◆ What is needed ◆
Set down the entries exactly. No line may differ from its source.

◆ Data supplied ◆
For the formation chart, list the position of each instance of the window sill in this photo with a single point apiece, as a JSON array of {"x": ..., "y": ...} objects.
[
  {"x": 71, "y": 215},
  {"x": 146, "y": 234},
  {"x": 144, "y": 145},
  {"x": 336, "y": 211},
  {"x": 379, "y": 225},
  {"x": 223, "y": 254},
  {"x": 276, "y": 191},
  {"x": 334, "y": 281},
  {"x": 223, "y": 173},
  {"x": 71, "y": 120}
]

◆ Answer ◆
For the formation chart, list the position of each instance of the window sill in this photo with a single point apiece, as a JSON array of {"x": ..., "y": ...} objects.
[
  {"x": 71, "y": 215},
  {"x": 146, "y": 234},
  {"x": 144, "y": 145},
  {"x": 336, "y": 211},
  {"x": 379, "y": 225},
  {"x": 223, "y": 254},
  {"x": 276, "y": 191},
  {"x": 334, "y": 281},
  {"x": 223, "y": 173},
  {"x": 71, "y": 120}
]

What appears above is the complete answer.